AIM:
Please reproduce the Lake Tanganyika travel text below word for word, between "I swim into" and "she told me.", inclusive.

SOURCE TEXT:

▬▬▬▬▬▬▬▬▬▬

Kigoma is tucked in the northern corner of vast empty Western Tanzania. I got here yesterday. This small town is the northern port on Great African Lake Tanganyika for the regal British ferry M.V. Liemba. Tomorrow I will ferry three hundred miles to Zambia at the southern tip of the Lake.
At Port Office the Tanzanian official in tailored khaki speaks perfect British English. “Unfortunately, Madame, the ferry is unexpectedly dry docked for repair in Zambia.”
Broad smile. “When does it return to Kigoma?”
He looks sad. “No one knows.” Taps ballpoint on highly varnished desk. “There is one other way to go south on the Lake.”
He escorts me down the shore to a fly-filled stretch deep in mud. Swaying hollow wooden skiffs have no lights or cover. Barefoot locals spatter through mud shouting Swahili.
The Official explains. “They buy and sell tickets for the night journey. They overload on these skiffs. Go south every night, stop at each village.”
The thought of being stacked onto a hard-boiled skiff sliding through midnight black bottomless water gives me the willies.
Half-way back to Port Office is an empty pebble beach. I thank the gracious Official for his time and stay on the beach. A swimsuit is under my kanga today.
I swim into the green shimmer of Tanganyika—longest lake in the world—second deepest—estimated nine to twelve million years old. Water soft and light as spider silk.
Drying on flat stones, I think on how to get south to Zambia.
No planes fly south—not that I would take a plane. I relish seeing magical surprises of unknown land and people—hard to do from the air. A second reason is the laughing young ginger-haired English lady I met yesterday. We had tea. She held aloft a ten-inch Bowie knife. “I have passed through four airport security areas with this knife,” she told me.

▬▬▬▬▬▬▬▬▬▬

ITEMS:
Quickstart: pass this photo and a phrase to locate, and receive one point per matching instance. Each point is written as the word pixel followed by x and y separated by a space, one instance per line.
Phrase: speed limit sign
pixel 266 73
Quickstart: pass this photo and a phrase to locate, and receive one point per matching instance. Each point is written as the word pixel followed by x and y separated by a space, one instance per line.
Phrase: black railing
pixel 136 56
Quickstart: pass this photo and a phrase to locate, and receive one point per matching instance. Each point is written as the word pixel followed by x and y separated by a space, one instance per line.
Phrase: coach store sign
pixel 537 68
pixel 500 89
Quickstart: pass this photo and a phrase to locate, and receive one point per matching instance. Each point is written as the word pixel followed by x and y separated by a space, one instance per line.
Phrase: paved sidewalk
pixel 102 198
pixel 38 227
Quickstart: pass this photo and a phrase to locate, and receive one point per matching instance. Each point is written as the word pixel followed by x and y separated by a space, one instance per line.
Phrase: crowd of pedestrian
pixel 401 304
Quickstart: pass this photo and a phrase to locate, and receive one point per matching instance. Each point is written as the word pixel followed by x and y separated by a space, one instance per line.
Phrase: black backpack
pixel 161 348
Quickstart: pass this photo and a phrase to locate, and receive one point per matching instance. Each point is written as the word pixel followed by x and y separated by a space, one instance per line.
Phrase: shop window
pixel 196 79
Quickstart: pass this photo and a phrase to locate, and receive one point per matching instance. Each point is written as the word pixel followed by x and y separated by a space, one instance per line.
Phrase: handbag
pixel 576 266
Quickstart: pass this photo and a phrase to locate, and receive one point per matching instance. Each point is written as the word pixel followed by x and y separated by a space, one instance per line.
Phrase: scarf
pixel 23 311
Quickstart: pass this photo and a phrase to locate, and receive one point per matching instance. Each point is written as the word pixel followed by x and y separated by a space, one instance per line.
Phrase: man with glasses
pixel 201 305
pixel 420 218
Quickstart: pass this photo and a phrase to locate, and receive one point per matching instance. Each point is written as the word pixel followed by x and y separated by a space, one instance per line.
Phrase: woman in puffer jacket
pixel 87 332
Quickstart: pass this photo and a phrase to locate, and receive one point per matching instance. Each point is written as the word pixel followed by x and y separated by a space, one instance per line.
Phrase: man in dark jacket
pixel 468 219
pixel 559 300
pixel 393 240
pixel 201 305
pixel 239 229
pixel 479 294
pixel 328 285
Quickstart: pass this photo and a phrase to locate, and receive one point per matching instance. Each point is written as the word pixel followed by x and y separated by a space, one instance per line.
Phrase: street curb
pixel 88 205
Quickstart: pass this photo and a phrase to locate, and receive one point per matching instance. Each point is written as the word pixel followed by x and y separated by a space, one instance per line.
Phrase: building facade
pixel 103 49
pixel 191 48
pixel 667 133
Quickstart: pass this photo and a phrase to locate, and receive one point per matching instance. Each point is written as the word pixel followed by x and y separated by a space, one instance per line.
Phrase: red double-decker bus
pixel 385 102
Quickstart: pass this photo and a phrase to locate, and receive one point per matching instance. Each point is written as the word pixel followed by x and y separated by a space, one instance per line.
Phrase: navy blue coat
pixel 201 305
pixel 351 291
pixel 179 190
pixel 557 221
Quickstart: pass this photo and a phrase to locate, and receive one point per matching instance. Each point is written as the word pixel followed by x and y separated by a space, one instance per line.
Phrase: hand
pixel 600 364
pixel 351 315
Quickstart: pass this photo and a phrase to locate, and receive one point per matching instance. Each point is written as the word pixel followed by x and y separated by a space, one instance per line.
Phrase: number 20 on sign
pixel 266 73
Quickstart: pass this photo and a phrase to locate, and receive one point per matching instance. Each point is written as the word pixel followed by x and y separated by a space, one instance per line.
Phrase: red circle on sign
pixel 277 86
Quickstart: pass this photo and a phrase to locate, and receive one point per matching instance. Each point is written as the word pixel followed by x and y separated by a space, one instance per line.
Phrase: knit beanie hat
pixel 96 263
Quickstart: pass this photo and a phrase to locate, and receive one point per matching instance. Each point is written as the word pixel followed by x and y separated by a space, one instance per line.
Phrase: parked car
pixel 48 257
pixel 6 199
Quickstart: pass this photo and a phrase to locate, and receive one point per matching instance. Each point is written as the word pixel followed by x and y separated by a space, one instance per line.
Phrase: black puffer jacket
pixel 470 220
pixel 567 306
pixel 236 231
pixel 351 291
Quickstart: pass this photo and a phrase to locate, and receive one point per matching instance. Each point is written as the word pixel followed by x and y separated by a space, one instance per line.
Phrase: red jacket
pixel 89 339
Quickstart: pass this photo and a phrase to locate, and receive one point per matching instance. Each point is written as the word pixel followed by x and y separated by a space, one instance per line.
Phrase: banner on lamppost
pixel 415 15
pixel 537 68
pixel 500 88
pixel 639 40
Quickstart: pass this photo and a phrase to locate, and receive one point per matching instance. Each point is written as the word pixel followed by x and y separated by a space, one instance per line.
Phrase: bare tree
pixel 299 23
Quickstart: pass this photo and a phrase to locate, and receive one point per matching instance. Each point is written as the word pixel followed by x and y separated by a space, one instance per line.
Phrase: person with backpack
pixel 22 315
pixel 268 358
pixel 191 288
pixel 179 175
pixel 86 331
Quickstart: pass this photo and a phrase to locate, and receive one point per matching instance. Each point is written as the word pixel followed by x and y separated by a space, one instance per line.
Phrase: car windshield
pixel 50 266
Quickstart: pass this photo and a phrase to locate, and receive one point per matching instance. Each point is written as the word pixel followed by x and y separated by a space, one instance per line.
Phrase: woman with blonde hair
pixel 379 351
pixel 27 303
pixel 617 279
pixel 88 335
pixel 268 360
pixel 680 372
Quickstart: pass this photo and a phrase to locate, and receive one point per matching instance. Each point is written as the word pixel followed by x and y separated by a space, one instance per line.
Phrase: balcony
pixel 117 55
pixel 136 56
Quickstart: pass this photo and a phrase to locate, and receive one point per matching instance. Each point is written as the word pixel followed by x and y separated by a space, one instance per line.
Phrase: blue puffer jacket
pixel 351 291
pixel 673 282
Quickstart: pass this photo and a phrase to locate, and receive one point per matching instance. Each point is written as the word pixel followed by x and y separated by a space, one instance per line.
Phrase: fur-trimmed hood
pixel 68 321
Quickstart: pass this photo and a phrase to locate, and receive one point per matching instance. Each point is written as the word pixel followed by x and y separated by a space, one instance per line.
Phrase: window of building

▬▬▬▬▬▬▬▬▬▬

FINISHED ANSWER:
I swim into the green shimmer of Tanganyika—longest lake in the world—second deepest—estimated nine to twelve million years old. Water soft and light as spider silk.
Drying on flat stones, I think on how to get south to Zambia.
No planes fly south—not that I would take a plane. I relish seeing magical surprises of unknown land and people—hard to do from the air. A second reason is the laughing young ginger-haired English lady I met yesterday. We had tea. She held aloft a ten-inch Bowie knife. “I have passed through four airport security areas with this knife,” she told me.